| Page extract |
^^^^

- Born: c. 1843 Hartford, Connecticut
- Died: July 15, 1905 (aged 61–62) Mountain Home, Tennessee
- Buried: Mountain Home National Cemetery
- Allegiance: United States of America
- Branch: United States Army
- Service years: August 17, 1862 to June 16, 1865
- Rank: Corporal
- Unit: 21st Regiment Connecticut Volunteer Infantry - Company A
- Conflicts: Battle of Chaffin's Farm
- Awards: Medal of Honor

= F. Clarence Buck =

Frederick Clarence Buck (c. 1843 – July 15, 1905) was a United States soldier who fought with the Union Army as a member of the 21st Connecticut Infantry Regiment during the American Civil War. He received his nation's highest award for bravery during combat, the U.S. Medal of Honor, for his actions during the Battle of Chaffin's Farm in Virginia on September 29, 1864. That award was conferred on April 6, 1865.

==Early years==
Born in Hartford, Connecticut, in about 1843, Frederick Clarence Buck was, for a number of years, a resident of the community of Windsor, Connecticut.

==Civil War==
Enlisting for Civil War military service during the summer of 1862, Buck enrolled on August 17 at Windsor, Connecticut, and officially mustered in as a private with Company A of the 21st Connecticut Volunteer Infantry. Assigned initially to the Union's Army of the Potomac, he and his fellow 21st Connecticut Volunteers fought in the Battle of Fredericksburg from December 12–15 of that year. While engaged in Burnside's "Mud March", Buck was promoted to the rank of corporal on January 20, 1863. He and his regiment then participated in the Siege of Suffolk that spring, provost and guard duty near Portsmouth and Newport News that summer, fall and winter. Part of the Union's expedition along Virginia's James River, which launched in late January 1864, the 21st Connecticut Volunteers then passed through Fort Powhatan and Smithfield before heading for North Carolina, where they were on duty at New Bern (February 12), Plymouth, Washington and Blount's Creek before returning to Portsmouth, Virginia in late April. Attached to the Union forces participating in operations against Petersburg and Richmond for much of the spring and summer, they were involved at Swift Creek, Fort Darling, the Battle of Drewry's Bluff, Bermuda Hundred, and White House before fighting in battles near Cold Harbor for much of June and in the trench warfare at Bermuda Hundred from late August through late September 1864.

^^^^

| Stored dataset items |
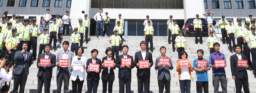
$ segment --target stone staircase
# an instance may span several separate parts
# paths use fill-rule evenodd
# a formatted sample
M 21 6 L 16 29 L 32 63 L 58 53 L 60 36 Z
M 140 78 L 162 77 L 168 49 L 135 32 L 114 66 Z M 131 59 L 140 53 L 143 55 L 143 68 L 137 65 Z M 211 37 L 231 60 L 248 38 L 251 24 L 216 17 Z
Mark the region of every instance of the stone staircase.
M 68 41 L 71 42 L 70 40 L 70 36 L 63 36 L 62 41 Z M 91 58 L 91 51 L 93 49 L 97 49 L 99 52 L 98 55 L 98 58 L 102 59 L 103 57 L 106 55 L 105 51 L 106 48 L 108 47 L 111 47 L 111 45 L 108 43 L 109 37 L 99 37 L 97 38 L 95 36 L 91 36 L 90 37 L 90 41 L 89 42 L 88 44 L 85 43 L 83 44 L 83 46 L 85 47 L 85 52 L 82 55 L 85 56 L 87 59 Z M 128 55 L 133 56 L 134 58 L 134 55 L 135 53 L 138 51 L 140 51 L 141 48 L 139 46 L 139 43 L 141 41 L 144 40 L 144 37 L 123 37 L 124 38 L 124 42 L 123 45 L 127 45 L 129 47 L 129 51 Z M 219 42 L 221 42 L 221 38 L 217 38 Z M 208 46 L 207 45 L 207 37 L 203 37 L 203 44 L 195 44 L 194 37 L 186 37 L 186 40 L 187 41 L 187 50 L 185 50 L 188 55 L 188 58 L 189 59 L 190 61 L 193 64 L 193 61 L 195 58 L 197 58 L 197 51 L 198 49 L 202 49 L 204 51 L 204 55 L 203 58 L 206 59 L 208 59 L 209 55 L 210 55 L 210 51 L 208 50 Z M 173 70 L 171 71 L 171 93 L 180 93 L 180 85 L 179 82 L 179 79 L 178 78 L 178 72 L 176 71 L 177 62 L 178 60 L 178 54 L 177 51 L 174 52 L 172 51 L 172 43 L 171 44 L 168 44 L 168 38 L 166 37 L 155 37 L 153 38 L 153 43 L 154 51 L 152 52 L 153 59 L 154 61 L 154 66 L 151 68 L 151 77 L 150 82 L 150 91 L 152 93 L 158 93 L 158 87 L 157 80 L 157 71 L 154 69 L 154 65 L 155 64 L 156 58 L 159 57 L 161 55 L 159 52 L 159 48 L 162 46 L 164 46 L 167 48 L 166 55 L 171 58 L 172 64 L 174 67 Z M 38 44 L 39 43 L 39 41 L 38 42 Z M 232 78 L 231 73 L 231 70 L 230 67 L 230 57 L 233 55 L 235 54 L 235 53 L 230 52 L 228 50 L 228 45 L 223 45 L 222 43 L 220 44 L 220 51 L 224 53 L 226 58 L 227 61 L 227 67 L 225 68 L 226 72 L 226 76 L 227 80 L 227 90 L 229 93 L 234 93 L 235 92 L 235 81 Z M 63 50 L 63 48 L 62 47 L 62 44 L 57 42 L 57 50 L 56 51 L 51 50 L 50 52 L 54 54 L 57 56 L 58 52 Z M 69 50 L 70 50 L 71 48 L 71 45 L 69 45 Z M 37 51 L 39 49 L 39 44 L 37 46 Z M 122 53 L 119 52 L 119 55 L 122 54 Z M 31 67 L 30 68 L 30 74 L 28 76 L 27 80 L 25 87 L 25 92 L 26 93 L 36 93 L 37 89 L 37 77 L 36 74 L 38 71 L 38 69 L 36 67 L 36 61 L 34 61 L 34 64 L 32 64 Z M 116 68 L 114 70 L 115 74 L 115 80 L 114 81 L 114 84 L 113 86 L 113 92 L 119 93 L 119 83 L 118 75 L 118 68 Z M 51 81 L 51 86 L 50 88 L 51 93 L 55 93 L 56 89 L 57 89 L 56 85 L 56 74 L 57 67 L 54 67 L 53 70 L 53 78 Z M 131 83 L 131 89 L 132 92 L 137 93 L 138 87 L 137 87 L 137 79 L 136 76 L 137 69 L 134 68 L 132 69 L 132 79 Z M 250 91 L 251 93 L 256 92 L 256 80 L 253 74 L 252 74 L 252 71 L 247 71 L 249 75 L 249 82 Z M 213 92 L 213 86 L 212 84 L 212 71 L 211 70 L 208 71 L 208 80 L 209 80 L 209 90 L 210 93 Z M 191 93 L 196 93 L 196 73 L 195 71 L 193 71 L 192 73 L 192 76 L 193 78 L 191 80 Z M 85 73 L 85 77 L 86 77 L 87 74 Z M 100 75 L 101 76 L 101 75 Z M 10 90 L 12 90 L 13 89 L 13 80 L 12 80 L 11 82 L 11 87 Z M 83 84 L 84 86 L 82 89 L 82 92 L 85 93 L 87 91 L 87 82 L 85 80 Z M 220 91 L 222 91 L 222 89 L 220 87 Z M 63 87 L 62 85 L 62 87 Z M 43 87 L 43 89 L 44 89 Z M 63 88 L 62 90 L 62 92 L 63 92 Z M 72 83 L 71 80 L 69 80 L 69 92 L 72 92 Z M 98 92 L 102 93 L 102 81 L 100 80 L 98 88 Z M 243 89 L 242 89 L 242 91 Z M 43 90 L 42 92 L 44 90 Z

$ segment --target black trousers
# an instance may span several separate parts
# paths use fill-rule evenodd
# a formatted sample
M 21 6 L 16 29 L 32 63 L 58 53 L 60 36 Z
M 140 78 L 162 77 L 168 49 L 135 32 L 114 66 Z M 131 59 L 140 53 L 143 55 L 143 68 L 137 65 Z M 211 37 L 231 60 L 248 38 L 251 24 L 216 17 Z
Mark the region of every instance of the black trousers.
M 179 59 L 181 59 L 181 57 L 180 56 L 180 54 L 182 51 L 185 51 L 185 48 L 177 48 L 177 51 L 178 51 L 178 57 Z
M 178 36 L 177 34 L 172 34 L 171 35 L 171 41 L 172 41 L 172 50 L 175 50 L 175 38 L 176 37 Z
M 229 44 L 230 45 L 230 50 L 235 50 L 235 45 L 236 45 L 236 42 L 235 42 L 235 35 L 233 33 L 229 34 L 228 35 L 230 36 L 228 38 Z M 232 42 L 233 43 L 233 47 L 231 46 L 231 40 L 232 40 Z
M 146 38 L 145 39 L 146 42 L 147 42 L 147 48 L 146 49 L 147 51 L 148 51 L 148 42 L 150 42 L 150 50 L 153 50 L 153 35 L 146 35 Z
M 56 48 L 56 35 L 57 34 L 56 32 L 50 32 L 50 41 L 49 41 L 49 44 L 52 45 L 52 42 L 53 42 L 53 48 Z
M 103 35 L 105 35 L 105 34 L 107 33 L 107 36 L 109 36 L 109 34 L 108 34 L 108 25 L 106 24 L 104 24 L 104 31 L 103 31 Z
M 63 31 L 62 31 L 62 34 L 64 35 L 69 35 L 69 24 L 63 24 Z M 66 30 L 66 34 L 65 34 L 65 29 Z
M 88 27 L 85 27 L 85 41 L 88 41 Z
M 222 42 L 223 43 L 226 42 L 227 44 L 229 44 L 229 41 L 227 40 L 228 40 L 228 38 L 227 38 L 227 34 L 226 33 L 226 30 L 225 29 L 226 29 L 225 28 L 220 29 L 220 30 L 221 30 L 221 35 L 222 35 Z
M 77 48 L 78 48 L 78 45 L 79 45 L 79 43 L 72 43 L 72 44 L 71 44 L 71 51 L 73 52 L 73 53 L 75 53 L 75 56 L 77 55 L 78 55 L 76 49 Z M 74 51 L 75 51 L 75 52 L 74 52 Z
M 244 77 L 243 78 L 236 78 L 235 84 L 236 84 L 236 93 L 241 93 L 242 86 L 243 87 L 244 93 L 250 93 L 248 78 L 245 78 Z
M 107 87 L 108 82 L 108 93 L 112 93 L 112 87 L 114 80 L 111 80 L 110 75 L 108 76 L 108 80 L 102 80 L 102 93 L 107 93 Z
M 83 43 L 84 43 L 84 33 L 79 33 L 80 34 L 80 37 L 81 39 L 80 40 L 80 46 L 83 47 Z
M 203 92 L 205 93 L 209 93 L 208 86 L 209 83 L 207 82 L 198 82 L 197 81 L 197 93 L 202 93 L 203 88 Z
M 165 76 L 161 80 L 158 80 L 159 93 L 164 93 L 164 88 L 165 87 L 165 93 L 170 93 L 171 81 L 167 80 Z
M 168 31 L 169 31 L 168 33 L 168 43 L 171 43 L 171 32 L 170 29 L 168 29 Z
M 121 38 L 121 39 L 122 39 L 122 43 L 123 43 L 123 35 L 122 34 L 117 34 L 118 35 L 119 35 L 120 36 L 120 38 Z M 122 49 L 122 43 L 119 44 L 119 50 L 121 50 Z
M 57 75 L 57 90 L 56 93 L 60 93 L 62 81 L 64 82 L 64 93 L 69 92 L 69 69 L 63 69 L 61 67 L 59 69 L 59 73 Z
M 196 43 L 198 43 L 198 39 L 197 38 L 197 36 L 198 36 L 198 34 L 199 35 L 199 42 L 200 43 L 203 43 L 203 39 L 202 39 L 202 32 L 201 32 L 201 29 L 200 28 L 195 28 L 196 29 L 196 39 L 195 39 L 195 42 Z
M 80 80 L 79 77 L 77 76 L 75 81 L 71 80 L 72 82 L 72 93 L 82 93 L 83 88 L 83 84 L 85 80 Z
M 125 93 L 125 84 L 126 93 L 131 93 L 131 78 L 126 78 L 125 76 L 119 78 L 119 93 Z
M 150 83 L 150 77 L 143 74 L 142 76 L 137 76 L 138 93 L 149 93 L 149 87 Z M 144 86 L 144 92 L 143 92 L 143 86 Z
M 26 82 L 27 75 L 26 74 L 25 68 L 22 70 L 22 71 L 20 74 L 14 74 L 14 81 L 13 82 L 13 90 L 18 90 L 20 86 L 20 91 L 19 93 L 24 93 L 25 85 Z
M 52 78 L 47 78 L 46 73 L 46 69 L 43 69 L 43 74 L 37 77 L 37 93 L 42 93 L 43 85 L 44 85 L 44 93 L 50 93 L 50 87 L 51 87 L 51 80 Z
M 92 80 L 87 80 L 87 93 L 97 93 L 98 90 L 98 86 L 99 80 L 94 80 L 94 77 L 92 77 Z
M 119 55 L 119 47 L 118 46 L 112 46 L 112 57 L 115 57 L 115 59 L 118 59 L 118 56 Z
M 32 54 L 33 55 L 33 59 L 36 59 L 36 47 L 37 46 L 37 37 L 31 37 L 30 39 L 30 42 L 29 42 L 29 45 L 28 46 L 27 51 L 30 51 L 31 49 L 31 46 L 32 46 L 33 52 Z

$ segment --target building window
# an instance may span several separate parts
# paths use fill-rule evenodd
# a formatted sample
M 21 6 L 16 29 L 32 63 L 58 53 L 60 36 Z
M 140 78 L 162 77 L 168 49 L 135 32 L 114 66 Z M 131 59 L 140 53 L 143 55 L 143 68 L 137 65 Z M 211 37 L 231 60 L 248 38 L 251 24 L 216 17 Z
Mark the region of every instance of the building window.
M 204 3 L 204 8 L 207 9 L 207 0 L 203 0 L 203 3 Z
M 243 0 L 236 0 L 236 8 L 243 8 Z
M 38 0 L 32 0 L 31 1 L 31 7 L 37 7 L 38 6 Z
M 254 0 L 247 0 L 248 1 L 248 8 L 249 9 L 255 9 L 255 2 Z M 0 5 L 1 2 L 0 2 Z
M 224 6 L 225 8 L 231 8 L 231 2 L 230 0 L 224 0 Z
M 26 6 L 26 0 L 20 0 L 20 5 L 19 6 Z
M 15 0 L 8 0 L 7 6 L 14 6 Z
M 220 8 L 219 0 L 212 0 L 213 9 Z
M 50 0 L 43 0 L 43 7 L 50 7 Z
M 71 7 L 71 0 L 67 0 L 67 7 Z
M 55 6 L 54 7 L 61 7 L 62 6 L 62 0 L 55 0 Z

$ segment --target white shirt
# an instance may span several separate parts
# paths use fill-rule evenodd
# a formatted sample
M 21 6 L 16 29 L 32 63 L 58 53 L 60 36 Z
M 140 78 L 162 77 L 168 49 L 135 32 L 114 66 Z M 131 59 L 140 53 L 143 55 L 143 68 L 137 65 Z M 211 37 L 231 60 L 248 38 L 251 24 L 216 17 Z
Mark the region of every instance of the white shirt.
M 101 14 L 102 17 L 101 17 L 100 16 L 100 14 Z M 102 21 L 103 19 L 104 19 L 104 15 L 103 14 L 103 13 L 102 13 L 102 12 L 101 13 L 97 13 L 95 16 L 94 16 L 94 20 L 95 20 L 95 21 L 98 20 L 98 21 Z
M 143 60 L 145 60 L 145 58 L 146 58 L 146 54 L 147 53 L 147 51 L 143 51 L 142 50 L 141 50 L 141 55 L 142 56 L 142 58 L 143 58 Z

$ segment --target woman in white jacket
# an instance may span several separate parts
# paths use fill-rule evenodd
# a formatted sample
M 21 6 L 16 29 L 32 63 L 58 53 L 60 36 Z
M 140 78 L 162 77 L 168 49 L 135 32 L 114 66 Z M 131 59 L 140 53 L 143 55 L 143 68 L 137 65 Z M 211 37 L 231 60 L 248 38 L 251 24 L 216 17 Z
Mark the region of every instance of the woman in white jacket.
M 72 93 L 82 93 L 85 80 L 85 70 L 86 64 L 86 57 L 82 55 L 84 48 L 79 46 L 76 49 L 78 55 L 73 57 L 71 63 L 72 73 L 70 78 L 72 81 Z

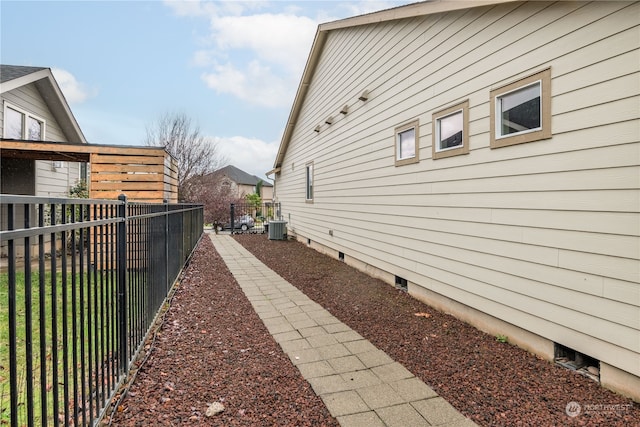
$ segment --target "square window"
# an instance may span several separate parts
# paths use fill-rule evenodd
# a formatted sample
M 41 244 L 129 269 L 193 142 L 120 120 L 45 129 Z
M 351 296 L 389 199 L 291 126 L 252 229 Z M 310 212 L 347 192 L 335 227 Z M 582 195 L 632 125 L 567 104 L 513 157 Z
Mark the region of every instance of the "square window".
M 551 69 L 491 91 L 491 148 L 551 138 Z
M 44 140 L 45 122 L 17 107 L 5 104 L 4 138 Z
M 22 139 L 22 118 L 24 114 L 13 108 L 4 110 L 4 137 L 10 139 Z
M 305 182 L 307 202 L 313 201 L 313 163 L 308 163 L 305 168 Z
M 33 117 L 27 118 L 27 139 L 33 141 L 41 141 L 42 140 L 42 122 L 40 120 L 34 119 Z
M 434 113 L 432 125 L 434 159 L 469 152 L 469 101 Z
M 418 121 L 399 126 L 395 130 L 395 165 L 402 166 L 410 163 L 417 163 L 419 132 Z

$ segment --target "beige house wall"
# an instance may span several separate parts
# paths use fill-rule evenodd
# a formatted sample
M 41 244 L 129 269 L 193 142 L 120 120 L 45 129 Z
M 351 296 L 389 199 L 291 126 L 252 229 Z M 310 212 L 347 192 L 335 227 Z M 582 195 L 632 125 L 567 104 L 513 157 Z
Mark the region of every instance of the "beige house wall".
M 512 2 L 329 31 L 276 174 L 289 233 L 638 384 L 638 16 Z M 490 92 L 547 68 L 552 137 L 491 149 Z M 469 153 L 434 160 L 432 114 L 465 100 Z M 396 167 L 394 129 L 414 120 L 420 161 Z
M 80 142 L 67 141 L 64 132 L 49 110 L 46 102 L 42 98 L 42 95 L 36 88 L 35 83 L 20 86 L 2 94 L 2 114 L 0 114 L 0 116 L 3 118 L 6 103 L 43 119 L 45 121 L 45 133 L 43 139 L 57 142 Z M 4 121 L 1 123 L 2 129 L 0 129 L 0 135 L 4 135 Z M 76 185 L 80 180 L 80 163 L 77 162 L 37 160 L 35 163 L 35 170 L 35 196 L 68 196 L 69 189 Z

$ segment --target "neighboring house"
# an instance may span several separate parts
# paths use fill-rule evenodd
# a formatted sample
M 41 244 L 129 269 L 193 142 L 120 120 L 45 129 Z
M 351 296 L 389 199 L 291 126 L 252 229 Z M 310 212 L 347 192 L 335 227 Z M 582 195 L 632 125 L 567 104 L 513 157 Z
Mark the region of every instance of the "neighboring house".
M 439 1 L 320 25 L 270 172 L 288 233 L 640 400 L 638 16 Z
M 0 65 L 0 134 L 5 140 L 86 143 L 49 68 Z M 84 163 L 3 158 L 1 192 L 60 197 L 81 179 Z
M 255 193 L 258 183 L 262 181 L 262 189 L 260 191 L 262 202 L 270 203 L 273 200 L 273 184 L 255 175 L 248 174 L 235 166 L 229 165 L 220 168 L 213 172 L 212 176 L 215 177 L 215 182 L 218 185 L 228 187 L 230 193 L 237 194 L 238 197 Z

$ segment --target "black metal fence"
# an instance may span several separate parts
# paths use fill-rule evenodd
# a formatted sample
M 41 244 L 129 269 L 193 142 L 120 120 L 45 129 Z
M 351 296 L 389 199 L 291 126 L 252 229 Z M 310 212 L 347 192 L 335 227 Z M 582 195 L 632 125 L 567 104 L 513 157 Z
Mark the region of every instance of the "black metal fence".
M 224 229 L 231 233 L 266 233 L 269 231 L 269 222 L 281 220 L 280 203 L 231 203 L 229 207 L 229 220 Z
M 94 425 L 202 235 L 202 206 L 0 207 L 0 425 Z

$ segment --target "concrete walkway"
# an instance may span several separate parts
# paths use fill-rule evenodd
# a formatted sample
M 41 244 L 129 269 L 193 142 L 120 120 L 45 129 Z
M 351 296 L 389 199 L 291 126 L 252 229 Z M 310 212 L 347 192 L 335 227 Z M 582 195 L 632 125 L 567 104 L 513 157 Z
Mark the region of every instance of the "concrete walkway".
M 232 237 L 210 236 L 269 332 L 341 426 L 475 426 Z

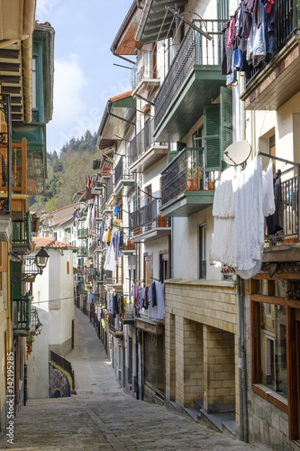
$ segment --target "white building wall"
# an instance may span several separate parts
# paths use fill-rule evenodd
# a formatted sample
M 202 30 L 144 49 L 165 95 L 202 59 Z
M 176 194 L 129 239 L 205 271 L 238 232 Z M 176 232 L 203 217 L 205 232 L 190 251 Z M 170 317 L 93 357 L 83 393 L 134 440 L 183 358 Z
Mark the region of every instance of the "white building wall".
M 33 306 L 42 324 L 28 359 L 28 398 L 49 398 L 49 351 L 65 356 L 71 350 L 74 319 L 72 251 L 47 249 L 42 275 L 33 283 Z M 67 274 L 68 262 L 69 274 Z

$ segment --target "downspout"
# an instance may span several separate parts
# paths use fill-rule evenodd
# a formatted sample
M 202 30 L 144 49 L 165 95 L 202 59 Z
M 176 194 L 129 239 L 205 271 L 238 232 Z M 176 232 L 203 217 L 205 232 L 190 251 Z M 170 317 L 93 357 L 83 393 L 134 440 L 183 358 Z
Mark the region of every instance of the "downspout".
M 245 348 L 244 281 L 237 276 L 240 440 L 249 442 L 247 372 Z

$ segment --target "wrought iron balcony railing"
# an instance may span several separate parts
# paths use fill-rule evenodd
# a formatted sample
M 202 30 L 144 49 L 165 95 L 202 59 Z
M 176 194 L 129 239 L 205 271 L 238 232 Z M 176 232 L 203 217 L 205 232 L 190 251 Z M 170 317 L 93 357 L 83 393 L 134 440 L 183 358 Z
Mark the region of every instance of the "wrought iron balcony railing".
M 132 87 L 134 89 L 141 80 L 156 78 L 156 68 L 150 51 L 138 51 L 137 63 L 132 69 Z
M 166 108 L 179 92 L 195 66 L 220 66 L 222 60 L 222 30 L 227 21 L 195 21 L 195 24 L 213 39 L 209 41 L 189 28 L 171 67 L 155 98 L 154 129 L 166 113 Z
M 205 178 L 204 150 L 186 147 L 161 172 L 162 205 L 184 191 L 213 188 Z
M 299 5 L 296 0 L 275 0 L 274 8 L 276 17 L 278 20 L 275 21 L 275 51 L 273 57 L 268 63 L 261 62 L 257 68 L 247 66 L 246 87 L 266 66 L 272 64 L 274 57 L 285 46 L 286 41 L 300 31 Z
M 13 245 L 30 244 L 32 243 L 32 216 L 28 211 L 23 221 L 13 223 Z
M 169 227 L 170 218 L 159 214 L 160 201 L 154 199 L 141 208 L 130 213 L 129 226 L 131 237 L 144 234 L 155 227 Z
M 131 141 L 129 149 L 129 161 L 132 164 L 138 158 L 155 143 L 153 137 L 154 119 L 147 122 L 144 128 Z M 159 145 L 167 145 L 166 143 L 159 143 Z
M 118 161 L 114 170 L 114 187 L 117 187 L 120 180 L 132 180 L 133 177 L 129 171 L 128 160 L 124 155 Z
M 285 179 L 288 173 L 297 170 L 296 175 Z M 275 235 L 267 235 L 266 242 L 274 245 L 277 243 L 300 243 L 299 229 L 299 168 L 290 168 L 281 173 L 281 195 L 283 201 L 283 230 Z
M 108 183 L 106 186 L 106 200 L 112 196 L 114 193 L 114 178 L 111 176 L 108 179 Z
M 12 300 L 12 322 L 14 335 L 29 335 L 31 328 L 31 299 L 29 296 Z
M 88 230 L 87 228 L 79 228 L 77 230 L 77 238 L 79 239 L 85 239 L 87 238 L 88 236 Z

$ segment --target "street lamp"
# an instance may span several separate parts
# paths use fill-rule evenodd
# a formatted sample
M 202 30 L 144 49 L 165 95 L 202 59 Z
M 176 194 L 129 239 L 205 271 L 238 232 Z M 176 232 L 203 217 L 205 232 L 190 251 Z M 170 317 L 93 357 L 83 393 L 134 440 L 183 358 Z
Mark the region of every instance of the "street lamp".
M 47 266 L 49 254 L 47 253 L 44 247 L 41 247 L 38 253 L 35 255 L 35 261 L 37 267 L 41 270 L 41 273 Z
M 46 268 L 49 259 L 49 254 L 44 247 L 41 247 L 34 257 L 26 255 L 23 259 L 21 259 L 14 253 L 10 253 L 10 255 L 13 255 L 23 263 L 21 272 L 11 272 L 11 281 L 13 285 L 25 281 L 32 277 L 35 278 L 38 275 L 41 275 L 43 270 Z

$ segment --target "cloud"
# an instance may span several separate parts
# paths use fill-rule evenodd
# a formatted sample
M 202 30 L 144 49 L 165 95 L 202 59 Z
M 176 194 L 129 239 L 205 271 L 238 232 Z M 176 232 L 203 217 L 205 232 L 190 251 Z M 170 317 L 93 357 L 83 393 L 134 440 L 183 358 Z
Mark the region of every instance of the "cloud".
M 56 125 L 68 125 L 85 112 L 81 90 L 86 85 L 84 71 L 77 55 L 71 54 L 64 60 L 54 61 L 54 108 Z

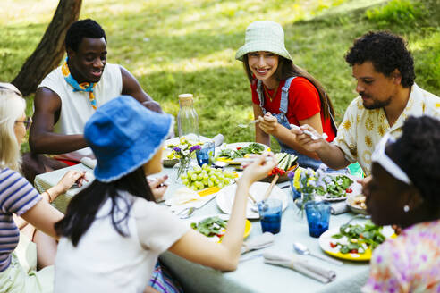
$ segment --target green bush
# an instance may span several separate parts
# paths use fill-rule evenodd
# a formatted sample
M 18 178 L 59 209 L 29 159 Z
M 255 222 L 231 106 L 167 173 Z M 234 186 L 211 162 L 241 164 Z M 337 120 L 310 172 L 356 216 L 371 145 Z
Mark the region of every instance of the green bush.
M 423 15 L 421 4 L 413 4 L 407 0 L 392 0 L 385 5 L 366 11 L 367 19 L 378 26 L 398 24 L 414 25 Z

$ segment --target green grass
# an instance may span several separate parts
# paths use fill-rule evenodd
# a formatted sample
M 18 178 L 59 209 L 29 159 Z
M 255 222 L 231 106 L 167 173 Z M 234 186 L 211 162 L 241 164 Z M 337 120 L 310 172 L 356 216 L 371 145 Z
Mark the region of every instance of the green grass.
M 0 80 L 19 72 L 56 6 L 51 0 L 35 3 L 2 3 Z M 220 132 L 232 142 L 254 139 L 253 129 L 235 127 L 253 118 L 249 82 L 234 60 L 250 22 L 272 20 L 283 26 L 295 63 L 322 82 L 341 121 L 356 96 L 343 56 L 368 30 L 389 29 L 407 38 L 417 83 L 440 95 L 437 6 L 436 0 L 88 0 L 80 18 L 104 27 L 108 62 L 131 71 L 165 112 L 176 115 L 177 96 L 193 93 L 201 134 Z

^^^^

| Explore the material |
1/ Quote the passage of the F. Clarence Buck biography between "- Born: c. 1843" and "April 6, 1865.", inclusive.
2/ Pick up the F. Clarence Buck biography after its final sentence and continue writing it.

| Answers in order |
1/
- Born: c. 1843 Hartford, Connecticut
- Died: July 15, 1905 (aged 61–62) Mountain Home, Tennessee
- Buried: Mountain Home National Cemetery
- Allegiance: United States of America
- Branch: United States Army
- Service years: August 17, 1862 to June 16, 1865
- Rank: Corporal
- Unit: 21st Regiment Connecticut Volunteer Infantry - Company A
- Conflicts: Battle of Chaffin's Farm
- Awards: Medal of Honor

= F. Clarence Buck =

Frederick Clarence Buck (c. 1843 – July 15, 1905) was a United States soldier who fought with the Union Army as a member of the 21st Connecticut Infantry Regiment during the American Civil War. He received his nation's highest award for bravery during combat, the U.S. Medal of Honor, for his actions during the Battle of Chaffin's Farm in Virginia on September 29, 1864. That award was conferred on April 6, 1865.

2/
It was during this latter period that Buck performed the act that earned him his U.S. Medal of Valor. Wounded during the Battle of Chaffin's Farm near New Market Heights on September 29, he "refused to leave the field until the fight closed." Roughly six months later, in March 1865, he was commissioned as a first lieutenant. Having returned to his regiment after recuperating from his battle wounds, he continued to serve with his regiment until it mustered out and returned home to New England. According to The New York Times, Buck and his fellow 21st Connecticut Volunteers traveled to New Haven, Connecticut by train on June 20 after having arrived in New York City the night before:

The Twenty-first belonged to the Third Brigade, Third Division of the Twenty-fourth Army Corps, and was among the first troops to outer Richmond.

On their march down Broadway some of the officers were presented boquets [sic] and the regiment was loudly cheered. At the Battery barracks the soldiers were gladdened by a plentiful supply of strawberries furnished them by Col. ALMY, State Agent.

==Post-war life==
In 1890, Buck resided at 26 Emerald Street in Boston, Massachusetts.

Suffering from heart disease in his later years, Buck was admitted to the Mountain Branch of the U.S. National Homes for Disabled Volunteer Soldiers in Johnson City, Tennessee on March 13, 1905. The hospital ledger noted that he had been a 61-year-old, unmarried laborer and member of the Protestant faith residing in Patten, Maine prior to his admission, and that he was 5' tall with brown hair, hazel eyes and a dark complexion. No next of kin were entered in the field for "nearest living relative".

He died at the Soldiers' Home in Mountain Home, Tennessee on July 15, 1905, and was laid to rest with military honors in grave number nine in the first row of section F at the Mountain Home National Cemetery.

==Medal of Honor citation==

Although wounded, refused to leave the field until the fight closed.